→ STATED PROBLEM: In the Michigan State–Duke game notes below, shorten the paragraph that starts "This is MSU's eighth trip" into a brief bulleted list that keeps its main facts.

→ PASSAGE PROVIDED:
DATE: Friday March 25, 2005 – Austin, TX – 7:10 PM EST – Frank Erwin Center (16,383)
TIME: 7:10 p.m. EST - CBS TV – Jim Nantz (Play by Play), Billy Packer (color), Bonnie Bernstein (sideline)
GAME NOTES: No. 5 seed Michigan State (24-6, 13-3 Big Ten) and No. 1 seed Duke (27-5, 11-5 ACC) will meet for the second time this season when they square off in the Sweet 16 in the Austin Regional. In the first meeting, Michigan State hung tight with Duke at Cameron Indoor Stadium, pulling within a single point in the final minutes, only to be done in by free-throw shooting. The Spartan/Blue Devil winner will face the Utah/Kentucky winner on Sunday afternoon for the right to advance to the Final Four.
This is MSU's eighth trip to the Sweet 16 since the NCAA Tournament field expanded to 64 teams in 1985. Michigan State is 4-3 in Sweet 16 games, having won its last four. In its last trip to the Sweet 16, MSU defeated Maryland, 60-58, in San Antonio, Texas, during the 2003 NCAA Tournament. In that contest, Paul Davis scored MSU's final six points, including the game-winning basket with 4.7 seconds remaining.

→ DATA SECTION:
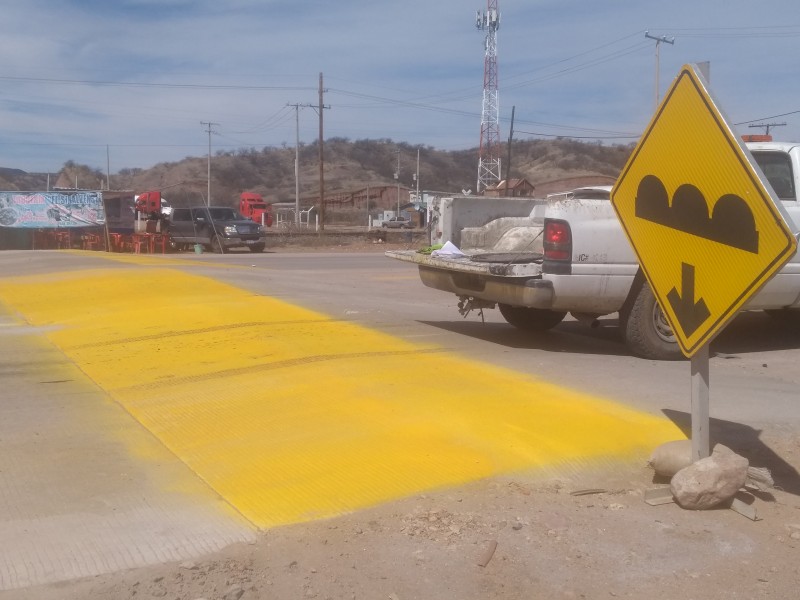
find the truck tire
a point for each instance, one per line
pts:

→ RESPONSE TO THIS TASK:
- This is MSU's eighth Sweet 16 trip since the NCAA Tournament grew to 64 teams in 1985.
- MSU is 4-3 in Sweet 16 games and has won its last four.
- On its last Sweet 16 trip, in the 2003 NCAA Tournament, MSU beat Maryland 60-58 in San Antonio, Texas.
- Paul Davis scored MSU's final six points in that game, including the game-winning basket with 4.7 seconds left.